* SELECTED EXCERPT *

▶

What is sustainability?
The dictionary definition for “sustainable” is “able to be maintained at a certain rate or level.”
Wikipedia is a bit more helpful: “Sustainable development is the development that meets the needs of the present without compromising the ability of future generations to meet their own needs.”
But we need to dig a little deeper to understand how the concept of sustainability is relevant to business development.
What is a sustainable business model?
To Rex Freiberger, president of Superlativ and Gadget Review, a sustainable business model is one that generates value for everyone involved without being a drain on the resources that help create it.
“A business model meant to capitalize on a trend isn’t sustainable, for example, because the social resources that get it started won’t exist in years or even months,” he added.
Lia Colabello, managing principal of Plastic Pollution Solutions, raised the point that there’s a difference between a sustainable business model and a business model that prioritizes sustainability.
“A sustainable business model is what every business leader hopes to achieve: that the business will turn a profit quickly and stay afloat for the long term,” she said. “A business model that prioritizes sustainability is one that, at a minimum, considers all stakeholders, assesses and addresses environmental impacts, and is transparent and thorough in its reporting.”
What makes a sustainable business model work?
There are four key elements of a sustainable business model.
1. It’s commercially profitable.

◀

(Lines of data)
▶

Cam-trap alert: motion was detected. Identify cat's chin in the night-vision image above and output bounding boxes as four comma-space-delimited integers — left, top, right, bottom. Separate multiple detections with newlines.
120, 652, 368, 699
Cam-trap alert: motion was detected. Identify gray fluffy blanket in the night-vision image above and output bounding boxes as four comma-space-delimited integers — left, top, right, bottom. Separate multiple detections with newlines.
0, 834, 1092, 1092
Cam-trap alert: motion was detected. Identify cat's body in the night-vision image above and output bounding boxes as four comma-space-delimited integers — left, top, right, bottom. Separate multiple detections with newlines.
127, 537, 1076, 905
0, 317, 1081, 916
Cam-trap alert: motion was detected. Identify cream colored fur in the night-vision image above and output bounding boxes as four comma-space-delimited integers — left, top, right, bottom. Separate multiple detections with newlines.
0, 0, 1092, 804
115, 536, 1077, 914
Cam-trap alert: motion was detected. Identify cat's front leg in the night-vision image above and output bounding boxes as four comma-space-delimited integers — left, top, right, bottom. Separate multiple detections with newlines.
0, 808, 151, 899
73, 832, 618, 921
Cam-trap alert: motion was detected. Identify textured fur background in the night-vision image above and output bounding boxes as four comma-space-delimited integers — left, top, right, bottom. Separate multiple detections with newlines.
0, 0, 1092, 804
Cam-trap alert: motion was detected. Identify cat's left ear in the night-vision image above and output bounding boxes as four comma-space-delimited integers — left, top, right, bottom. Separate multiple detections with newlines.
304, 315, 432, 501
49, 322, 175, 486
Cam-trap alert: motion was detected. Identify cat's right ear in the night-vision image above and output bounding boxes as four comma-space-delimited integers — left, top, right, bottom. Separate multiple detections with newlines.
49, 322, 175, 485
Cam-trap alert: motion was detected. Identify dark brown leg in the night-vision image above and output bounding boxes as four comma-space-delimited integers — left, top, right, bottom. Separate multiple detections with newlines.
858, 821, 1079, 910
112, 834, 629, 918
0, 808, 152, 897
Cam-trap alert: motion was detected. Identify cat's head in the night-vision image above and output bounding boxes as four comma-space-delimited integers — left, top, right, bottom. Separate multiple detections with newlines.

◀

* WHAT THE TASK ASKS *
Pick up the article on sustainable business models where it stops and continue writing it.

* TASK OUTPUT *
No business can succeed or scale unless it attracts customers. What is your value proposition? Why is your business valuable, and what niche do you fill?
2. It can succeed far into the future.
A trendy business or one that relies on limited resources may be profitable for a few months, but how will it fare in a year or two? Resources’ availability and pricing are never guaranteed or fixed – you don’t want to build your castle on a sinking rock.
3. It uses resources that it can utilize for the long term.
Obviously, you can’t have a sustainable business model without using sustainable resources. Many business activities are limited by finite resources or exceptionally high prices. On the other hand, some resources may be easily available yet environmentally harmful. Palm oil is a famous example of a cheap and plentiful resource, but farmers are razing acres of land and causing severe environmental destruction by cultivating the crop. Cheap resources may be tantalizing for business, but think about the big picture rather than taking a shortcut now.
4. It gives back.
One theory is that a truly sustainable business model is one that gives as much as it takes. This concept is called the cyclical borrow-use-return model. Bob Willard, expert and author on quantifiable sustainability strategies, contrasts this with the current “linear take-make-waste model” that so many modern businesses are built upon, which he states is “culpable for contributing to [this world’s] unsustainability.”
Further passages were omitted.